● **Exercise details**: Each line of the material must be repeated precisely, with the pictures left out.

● **Given records**:
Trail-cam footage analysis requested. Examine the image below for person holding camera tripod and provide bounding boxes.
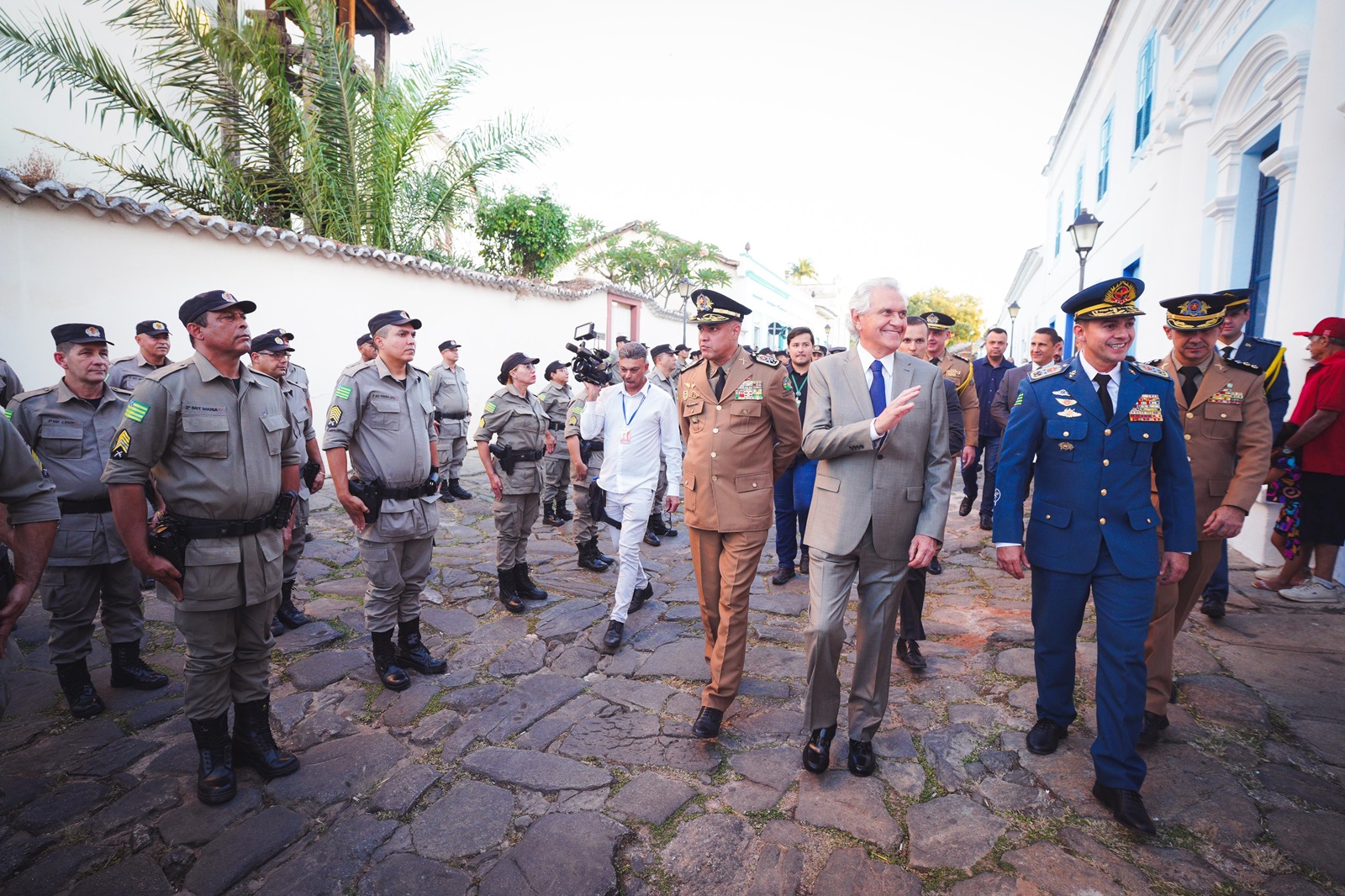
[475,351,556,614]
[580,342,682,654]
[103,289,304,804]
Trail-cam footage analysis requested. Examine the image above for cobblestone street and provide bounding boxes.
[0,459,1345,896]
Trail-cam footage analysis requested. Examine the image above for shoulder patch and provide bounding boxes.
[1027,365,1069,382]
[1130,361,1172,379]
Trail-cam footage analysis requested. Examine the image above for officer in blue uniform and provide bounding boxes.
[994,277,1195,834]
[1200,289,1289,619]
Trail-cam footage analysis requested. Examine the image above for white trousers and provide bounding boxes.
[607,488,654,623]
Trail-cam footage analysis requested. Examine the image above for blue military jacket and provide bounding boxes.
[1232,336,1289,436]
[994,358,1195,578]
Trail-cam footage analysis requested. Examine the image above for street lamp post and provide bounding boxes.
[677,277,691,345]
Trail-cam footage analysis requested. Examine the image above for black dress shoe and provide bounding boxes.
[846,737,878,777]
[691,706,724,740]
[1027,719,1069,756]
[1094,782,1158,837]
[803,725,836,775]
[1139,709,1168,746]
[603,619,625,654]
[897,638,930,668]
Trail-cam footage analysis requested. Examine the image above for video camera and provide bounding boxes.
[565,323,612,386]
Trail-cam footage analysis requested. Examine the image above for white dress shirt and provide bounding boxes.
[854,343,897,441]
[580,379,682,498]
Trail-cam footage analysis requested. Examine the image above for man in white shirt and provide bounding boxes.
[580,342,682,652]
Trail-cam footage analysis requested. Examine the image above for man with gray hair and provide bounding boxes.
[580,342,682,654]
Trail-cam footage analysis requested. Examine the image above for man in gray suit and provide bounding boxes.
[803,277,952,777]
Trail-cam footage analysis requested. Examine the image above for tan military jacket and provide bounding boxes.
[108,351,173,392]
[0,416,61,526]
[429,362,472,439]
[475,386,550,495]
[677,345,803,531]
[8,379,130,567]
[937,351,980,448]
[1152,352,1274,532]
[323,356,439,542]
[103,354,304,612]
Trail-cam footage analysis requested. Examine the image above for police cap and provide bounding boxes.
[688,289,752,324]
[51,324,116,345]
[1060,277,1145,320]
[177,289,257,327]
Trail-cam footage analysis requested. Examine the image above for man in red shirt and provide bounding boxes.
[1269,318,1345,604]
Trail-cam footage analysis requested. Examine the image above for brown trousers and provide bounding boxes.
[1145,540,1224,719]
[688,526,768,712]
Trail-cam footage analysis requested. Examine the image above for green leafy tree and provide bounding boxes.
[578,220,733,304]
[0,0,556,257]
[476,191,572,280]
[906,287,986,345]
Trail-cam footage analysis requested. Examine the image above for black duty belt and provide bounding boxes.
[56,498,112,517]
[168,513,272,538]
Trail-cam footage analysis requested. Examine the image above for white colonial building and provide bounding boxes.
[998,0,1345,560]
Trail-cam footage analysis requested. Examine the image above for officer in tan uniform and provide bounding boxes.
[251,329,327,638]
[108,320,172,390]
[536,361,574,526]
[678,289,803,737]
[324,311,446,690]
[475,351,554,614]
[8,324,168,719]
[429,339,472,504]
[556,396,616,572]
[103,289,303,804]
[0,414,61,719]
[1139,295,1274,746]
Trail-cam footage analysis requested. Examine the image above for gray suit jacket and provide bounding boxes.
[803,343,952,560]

● **Written reply**:
Trail-cam footage analysis requested. Examine the image below for person holding camera tripod and provide bounding boxes.
[475,351,556,614]
[580,342,682,654]
[103,289,304,804]
Trail-cam footage analysis requested. Examine the image above for cobblestone street and provide bounding boxes.
[0,459,1345,896]
Trail-cam footage analysis requested. Examine the image above for shoulder patch and provide bounding boxes.
[1027,365,1069,382]
[1130,361,1172,379]
Trail-cam footage analysis requested. Examine the image above for officer in blue uniform and provide bounding boxes.
[994,277,1195,834]
[1200,289,1289,619]
Trail-cam footage analysis requested. Examine the image above for white trousers and provide bounding boxes.
[607,488,654,623]
Trail-cam footage analysis requested. Examine the image above for blue military jacket and provide bounding boxes.
[1232,336,1289,436]
[994,358,1195,578]
Trail-cam footage analysis requested. Examine the image above for street lamp post and provide bounding boxes.
[677,277,691,345]
Trail-cam footage analysis requested. Examine the image above for black dress shoe and provide bounding boxes.
[846,737,878,777]
[691,706,724,740]
[1027,719,1069,756]
[1094,782,1158,837]
[803,725,836,775]
[1139,709,1168,746]
[603,619,625,654]
[897,638,930,668]
Trail-cam footage analysis requested. Examine the image above for video camera and provide bounding boxes.
[565,323,612,386]
Trail-cam footage analysis requested. Examine the image above for white dress shirt and provide bounding boxes.
[854,343,897,441]
[580,379,682,498]
Trail-cam footage analysis requested. Examine the image above for man in white shirt and provide bounding boxes.
[580,342,682,652]
Trail-cam footage analysis requested. Examine the image above for man with gray hair and provide bounding boxes.
[580,342,682,654]
Trail-cam footage analysis requested. Examine the image above for man in gray suit and provide bounding boxes.
[803,277,952,777]
Trail-cam footage analysis requested. Examine the image above for tan military jacket and provide bounding boxes.
[108,351,173,392]
[0,416,61,526]
[429,362,472,439]
[475,386,550,495]
[677,345,803,531]
[8,379,130,567]
[937,351,980,448]
[1152,352,1274,532]
[323,356,439,542]
[103,354,304,612]
Trail-cam footage analysis requested. Examine the image above for police cap and provide bounding boxes.
[688,289,752,324]
[51,324,116,345]
[1060,277,1145,320]
[177,289,257,327]
Trail-cam footage analysis requested. Examine the image above for man in red shirt and provide bounding boxes.
[1269,318,1345,604]
Trail-cam footage analysis requested. Examine the image above for brown trousers and provide bounding boxes.
[1145,540,1224,719]
[688,526,768,712]
Trail-cam footage analysis requested. Examine the image above for green leafy tree and provide bounding boxes.
[578,220,733,304]
[0,0,556,257]
[476,191,572,280]
[906,287,986,345]
Trail-cam footage analysis requested. Examine the image above for black duty belt and provide bounding boxes.
[56,498,112,517]
[168,513,272,538]
Trail-cam footage analysis requested. Examine the image above for white colonial building and provide bounding boxes.
[998,0,1345,560]
Trail-cam footage analysis requested. Examine the image above for officer in tan uniform and provide bounding boxes.
[251,329,327,638]
[108,320,172,390]
[536,361,574,526]
[678,289,803,737]
[324,311,446,690]
[475,351,554,614]
[8,324,168,719]
[429,339,472,504]
[556,396,616,572]
[103,289,303,804]
[0,414,61,719]
[1139,295,1274,746]
Trail-cam footage analysis requested. Examine the image above for gray suit jacket and provide bounding boxes.
[803,343,952,560]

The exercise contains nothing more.